▸ Document segment
__________

Note: It is important to always close the heap dump file after writing to it. Otherwise the last line of the file may be mangled, making it impossible for an analysis tool to parse.

What’s Inside a Heap Dump?

Once you take a heap dump, you can inspect all the objects that have ever been in Ruby’s memory.

LANG:bash $ cat /tmp/heap.dump {"address":"0x7f9539028188", "type":"STRING", "class":"0x7f95390e0ee0", "frozen":true, "embedded":true, "fstring":true, "bytesize":9, "value":"target_os", "encoding":"UTF-8", "memsize":40, "flags":{"wb_protected":true, "old":true, "long_lived":true, "marked":true}} {"address":"0x7f95390281d8", "type":"STRING", "class":"0x7f95390e0ee0", "embedded":true, "bytesize":7, "value":"245_foo", "encoding":"US-ASCII", "file":"scratch.rb", "line":9, "generation":4, "memsize":40, "flags":{"wb_protected":true, "old":true, "long_lived":true, "marked":true}}

Manually inspecting this file might be of some interest, but we really need to aggregate information to make use of this data. Before we do that, let’s look at some of the keys in the generated JSON.

generation: The garbage collection generation where the object was generated
file: The file where the object was generated
line: The line number where the object was generated
address: This is the memory address of the object
memsize: The amount of memory the object consumes
references: The memory addresses of other objects that this object retains

There are other keys, but that’s enough for now. It’s worth noting that several of these are optional. For example if an object was generated before you started tracing object allocations, it won’t contain generation, file, or line information.

From Dump to Data

Before we can do anything interesting with a heap dump, we’ll need a way to analyze the data. For that, I wrote a barebones CLI called heapy. To understand how to use this tool, we’ll install it, generate a very simple heap dump, and analyze it.

__________

▸ Short task A
Answer these questions from the heap dump text:
(i) What can happen to the file if the heap dump is not closed after writing?
(ii) What does the "memsize" key give?
(iii) What is the name of the command-line tool written to analyze heap dumps?
▸ Short task B
Please output the part of the heap dump text from "There are other" up to and including "and analyze it.".

▸ Pointing records

__________

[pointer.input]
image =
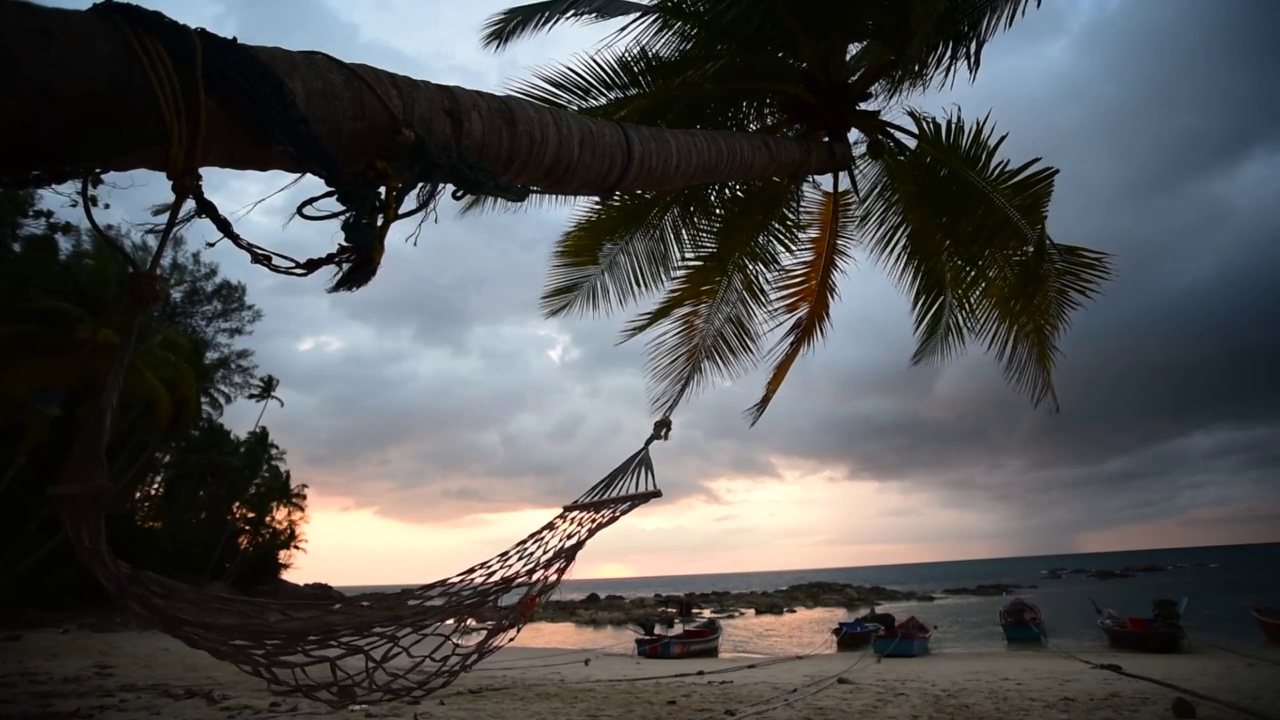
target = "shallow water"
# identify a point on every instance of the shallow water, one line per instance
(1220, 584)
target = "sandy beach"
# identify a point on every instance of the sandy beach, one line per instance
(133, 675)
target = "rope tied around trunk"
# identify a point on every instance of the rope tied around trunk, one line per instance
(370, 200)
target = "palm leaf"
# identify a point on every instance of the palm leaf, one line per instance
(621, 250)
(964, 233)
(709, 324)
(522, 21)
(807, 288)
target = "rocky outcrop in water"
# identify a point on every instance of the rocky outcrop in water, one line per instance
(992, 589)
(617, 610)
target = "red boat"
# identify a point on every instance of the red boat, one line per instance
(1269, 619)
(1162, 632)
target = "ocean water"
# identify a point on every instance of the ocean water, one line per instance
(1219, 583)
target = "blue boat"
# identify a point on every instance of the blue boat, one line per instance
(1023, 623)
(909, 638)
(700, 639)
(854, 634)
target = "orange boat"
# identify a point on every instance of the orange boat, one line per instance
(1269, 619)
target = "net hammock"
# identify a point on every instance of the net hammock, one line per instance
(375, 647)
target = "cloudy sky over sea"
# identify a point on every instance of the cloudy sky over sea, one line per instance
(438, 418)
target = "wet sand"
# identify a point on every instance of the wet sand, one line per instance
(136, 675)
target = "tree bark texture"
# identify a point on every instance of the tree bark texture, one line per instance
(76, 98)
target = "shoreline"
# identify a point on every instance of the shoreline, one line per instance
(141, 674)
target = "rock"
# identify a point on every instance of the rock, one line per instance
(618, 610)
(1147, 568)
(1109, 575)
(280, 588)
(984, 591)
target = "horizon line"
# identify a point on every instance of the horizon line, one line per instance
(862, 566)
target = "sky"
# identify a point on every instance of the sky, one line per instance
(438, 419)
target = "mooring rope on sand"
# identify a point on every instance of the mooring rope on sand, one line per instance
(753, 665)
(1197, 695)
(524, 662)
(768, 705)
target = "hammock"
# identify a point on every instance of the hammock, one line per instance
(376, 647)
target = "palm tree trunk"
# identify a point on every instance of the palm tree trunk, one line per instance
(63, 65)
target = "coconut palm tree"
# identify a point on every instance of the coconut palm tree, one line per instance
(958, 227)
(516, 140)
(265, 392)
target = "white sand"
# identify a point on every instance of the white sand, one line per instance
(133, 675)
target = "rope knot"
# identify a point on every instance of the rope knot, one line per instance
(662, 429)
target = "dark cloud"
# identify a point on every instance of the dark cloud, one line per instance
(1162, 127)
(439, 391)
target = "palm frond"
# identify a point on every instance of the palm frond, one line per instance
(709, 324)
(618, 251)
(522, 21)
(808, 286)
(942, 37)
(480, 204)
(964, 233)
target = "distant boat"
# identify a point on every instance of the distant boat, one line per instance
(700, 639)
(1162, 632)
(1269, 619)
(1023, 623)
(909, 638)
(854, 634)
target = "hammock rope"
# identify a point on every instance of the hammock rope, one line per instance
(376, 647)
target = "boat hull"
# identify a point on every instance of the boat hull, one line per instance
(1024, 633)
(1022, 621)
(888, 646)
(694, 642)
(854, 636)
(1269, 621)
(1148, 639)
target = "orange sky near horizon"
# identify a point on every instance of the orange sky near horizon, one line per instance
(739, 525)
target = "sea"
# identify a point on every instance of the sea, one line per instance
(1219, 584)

__________

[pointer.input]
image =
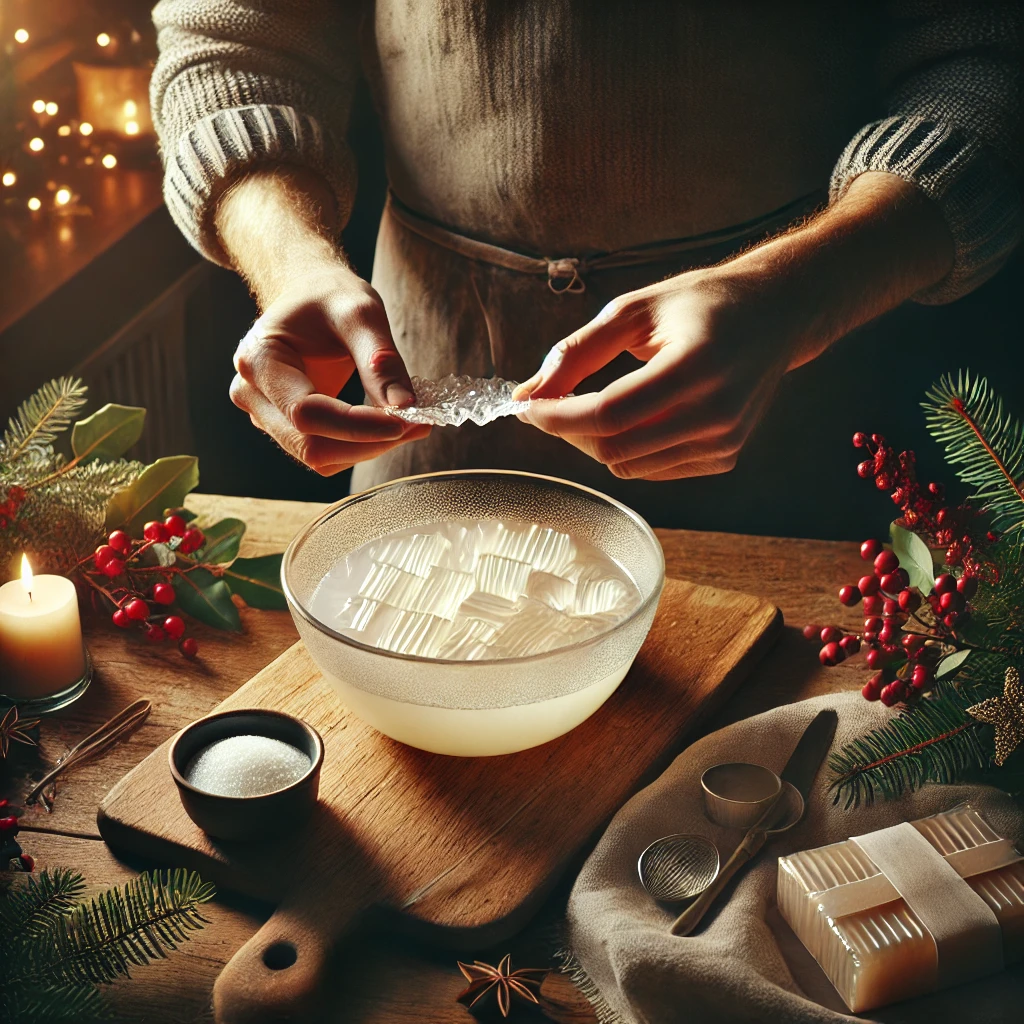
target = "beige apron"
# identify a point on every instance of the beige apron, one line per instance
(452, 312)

__________

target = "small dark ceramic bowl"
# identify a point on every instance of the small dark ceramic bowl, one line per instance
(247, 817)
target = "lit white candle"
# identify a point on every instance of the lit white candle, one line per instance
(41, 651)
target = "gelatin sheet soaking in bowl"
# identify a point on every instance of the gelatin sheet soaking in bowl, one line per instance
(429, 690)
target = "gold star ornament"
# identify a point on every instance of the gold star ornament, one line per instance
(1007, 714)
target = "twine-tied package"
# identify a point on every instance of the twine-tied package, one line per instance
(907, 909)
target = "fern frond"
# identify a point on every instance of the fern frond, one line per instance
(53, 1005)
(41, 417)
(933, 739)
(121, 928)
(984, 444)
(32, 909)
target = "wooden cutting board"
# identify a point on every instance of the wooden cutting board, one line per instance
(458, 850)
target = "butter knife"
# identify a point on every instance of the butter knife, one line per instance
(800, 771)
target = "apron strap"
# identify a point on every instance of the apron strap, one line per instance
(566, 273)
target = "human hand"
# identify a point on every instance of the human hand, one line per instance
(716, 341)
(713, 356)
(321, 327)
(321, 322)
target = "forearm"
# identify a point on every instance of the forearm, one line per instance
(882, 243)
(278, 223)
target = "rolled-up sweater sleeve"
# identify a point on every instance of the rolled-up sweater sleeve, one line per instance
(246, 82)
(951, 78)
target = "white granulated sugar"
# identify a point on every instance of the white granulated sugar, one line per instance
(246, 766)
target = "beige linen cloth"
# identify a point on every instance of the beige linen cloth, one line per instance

__________

▸ Exercise output A
(i) The last line may be mangled, making it impossible for an analysis tool to parse.
(ii) The amount of memory the object consumes.
(iii) heapy.

▸ Exercise output B
There are other keys, but that’s enough for now. It’s worth noting that several of these are optional. For example if an object was generated before you started tracing object allocations, it won’t contain generation, file, or line information.

From Dump to Data

Before we can do anything interesting with a heap dump, we’ll need a way to analyze the data. For that, I wrote a barebones CLI called heapy. To understand how to use this tool, we’ll install it, generate a very simple heap dump, and analyze it.